Records supplied |
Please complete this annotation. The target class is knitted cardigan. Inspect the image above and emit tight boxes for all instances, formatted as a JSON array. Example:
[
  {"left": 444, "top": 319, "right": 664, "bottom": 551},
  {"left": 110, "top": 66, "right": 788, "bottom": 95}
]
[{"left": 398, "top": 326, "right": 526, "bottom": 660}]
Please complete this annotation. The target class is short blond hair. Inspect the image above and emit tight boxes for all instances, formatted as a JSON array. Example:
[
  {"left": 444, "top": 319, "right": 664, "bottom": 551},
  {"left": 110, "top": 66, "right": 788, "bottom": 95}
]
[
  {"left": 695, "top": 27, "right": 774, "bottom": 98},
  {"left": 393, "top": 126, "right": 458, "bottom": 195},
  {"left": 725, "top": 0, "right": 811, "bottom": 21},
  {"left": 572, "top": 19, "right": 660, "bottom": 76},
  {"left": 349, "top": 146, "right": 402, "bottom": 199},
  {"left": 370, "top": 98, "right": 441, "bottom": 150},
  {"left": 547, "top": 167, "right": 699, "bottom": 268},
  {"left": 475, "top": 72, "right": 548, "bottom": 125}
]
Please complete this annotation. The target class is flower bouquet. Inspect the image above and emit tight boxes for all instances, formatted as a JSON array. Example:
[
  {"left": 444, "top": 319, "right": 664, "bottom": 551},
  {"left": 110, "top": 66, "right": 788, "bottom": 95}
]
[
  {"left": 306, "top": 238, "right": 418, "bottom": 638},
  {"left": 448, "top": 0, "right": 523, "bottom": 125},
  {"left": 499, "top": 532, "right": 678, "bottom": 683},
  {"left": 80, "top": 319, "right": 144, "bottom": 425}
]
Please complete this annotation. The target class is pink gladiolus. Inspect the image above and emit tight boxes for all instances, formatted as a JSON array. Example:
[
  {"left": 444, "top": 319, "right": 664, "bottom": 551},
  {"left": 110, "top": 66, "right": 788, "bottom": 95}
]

What this task involves | With no line skipped, output the listing in full.

Response to the exercise |
Please complete this annotation. The target class is knitted cardigan. Inspect the image above and emit tight boxes for all instances, formatted as a JSON array. Example:
[
  {"left": 444, "top": 319, "right": 664, "bottom": 551},
  {"left": 110, "top": 66, "right": 788, "bottom": 95}
]
[{"left": 398, "top": 326, "right": 526, "bottom": 660}]
Please complete this annotation. The target class is short blond hair. Inspect the image above and emit tight boxes for all instances, formatted as a JSON array. Example:
[
  {"left": 444, "top": 319, "right": 664, "bottom": 551},
  {"left": 110, "top": 66, "right": 788, "bottom": 95}
]
[
  {"left": 695, "top": 27, "right": 774, "bottom": 98},
  {"left": 393, "top": 126, "right": 458, "bottom": 195},
  {"left": 725, "top": 0, "right": 811, "bottom": 21},
  {"left": 572, "top": 19, "right": 660, "bottom": 76},
  {"left": 349, "top": 146, "right": 402, "bottom": 199},
  {"left": 370, "top": 98, "right": 441, "bottom": 150},
  {"left": 547, "top": 167, "right": 699, "bottom": 268},
  {"left": 475, "top": 72, "right": 548, "bottom": 125}
]
Please complete this annotation. The target class is flower bouquet. Inspect the image above and emit tight boxes for all instances, formatted as a JSON array. Example:
[
  {"left": 444, "top": 319, "right": 664, "bottom": 551},
  {"left": 110, "top": 66, "right": 788, "bottom": 95}
]
[
  {"left": 306, "top": 238, "right": 418, "bottom": 638},
  {"left": 448, "top": 0, "right": 523, "bottom": 125},
  {"left": 499, "top": 532, "right": 678, "bottom": 683},
  {"left": 80, "top": 319, "right": 144, "bottom": 425}
]
Please complete this annotation. The target class is pink gladiolus. Inspect the image above and emit tight boxes for all instances, formatted as a JSON array. Example:
[
  {"left": 444, "top": 319, "right": 664, "bottom": 551},
  {"left": 110, "top": 66, "right": 788, "bottom": 95}
]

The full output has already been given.